== Exercise goal ==
Copy all of the entries below word for word, leaving out the pictures.
==== The records ====
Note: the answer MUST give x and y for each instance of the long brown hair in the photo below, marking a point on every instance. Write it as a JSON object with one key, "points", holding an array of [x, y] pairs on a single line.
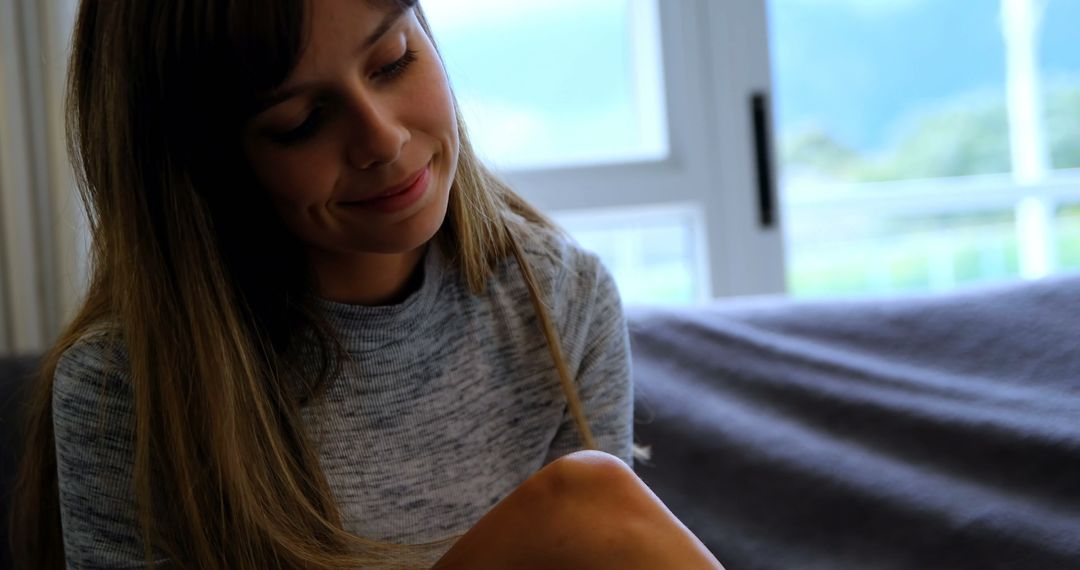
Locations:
{"points": [[213, 319]]}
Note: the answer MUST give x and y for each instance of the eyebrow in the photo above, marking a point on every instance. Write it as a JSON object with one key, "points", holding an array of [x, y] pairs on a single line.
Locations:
{"points": [[275, 96]]}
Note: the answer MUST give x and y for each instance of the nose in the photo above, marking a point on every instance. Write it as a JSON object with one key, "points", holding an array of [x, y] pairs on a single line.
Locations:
{"points": [[378, 136]]}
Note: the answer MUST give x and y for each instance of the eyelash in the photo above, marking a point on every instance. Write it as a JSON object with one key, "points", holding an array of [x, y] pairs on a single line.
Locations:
{"points": [[387, 72], [396, 68]]}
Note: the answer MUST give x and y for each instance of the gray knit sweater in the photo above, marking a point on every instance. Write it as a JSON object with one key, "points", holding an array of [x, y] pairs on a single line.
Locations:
{"points": [[449, 401]]}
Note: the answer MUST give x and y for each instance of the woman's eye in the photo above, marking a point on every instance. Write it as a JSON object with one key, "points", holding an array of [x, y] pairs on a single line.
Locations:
{"points": [[302, 131], [396, 68]]}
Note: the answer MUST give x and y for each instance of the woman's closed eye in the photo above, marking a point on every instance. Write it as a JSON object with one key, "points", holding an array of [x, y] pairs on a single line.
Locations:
{"points": [[301, 132], [313, 121], [394, 69]]}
====
== Full output ==
Note: the answer MUST give x and y for each instance of the long brown hair in the photo below, marking a point on every instance. Write it as a JSON object with one key, "points", holding an array of [x, y] pairs on a single line.
Locations:
{"points": [[213, 319]]}
Note: the answer MUST give x and y for each instance of the eyebrow in the photo above, marking a point on every instance. Write it as a JSON object with one key, "points", holding an array of [x, y] pairs on a single line.
Locations:
{"points": [[275, 96]]}
Note: the answer MUST give x and y for each instance of the nose in the photo above, marking a point on every instance. Write it as a JSON object with one key, "points", holding an array of [x, y] pairs on a single line.
Locations:
{"points": [[378, 136]]}
Note: the answer MUST give x and y for each instance of the eyelash in the photo above, marking a point on every instance. Write it as a JSON object with one key, "points", holding an array of [x, y] pairs on a single line.
Locations:
{"points": [[387, 72], [396, 68]]}
Note: the answer MUST give x and y for each instance of the gray knit sweater in the photo above, marking a point on every instance. Write it as a JSON object with one key, "points", holding an array of [x, y] pairs on a single line.
Locations:
{"points": [[449, 401]]}
Note: the answer MUST give x and y for each instance of the woman's eye in the photo above, marking a point on every instance. Write it as a JSON object with one key, "points", holding an array of [x, y] pairs on a single line.
Locations:
{"points": [[302, 131], [396, 68]]}
Note: the answer MUST give x and y for each instance of the woman's closed eye in the photo above, marking a point on every instance. Write it as a JSON object with one key, "points", holding an array of [x, y] pairs on a single line.
Locations:
{"points": [[301, 132], [313, 121], [394, 69]]}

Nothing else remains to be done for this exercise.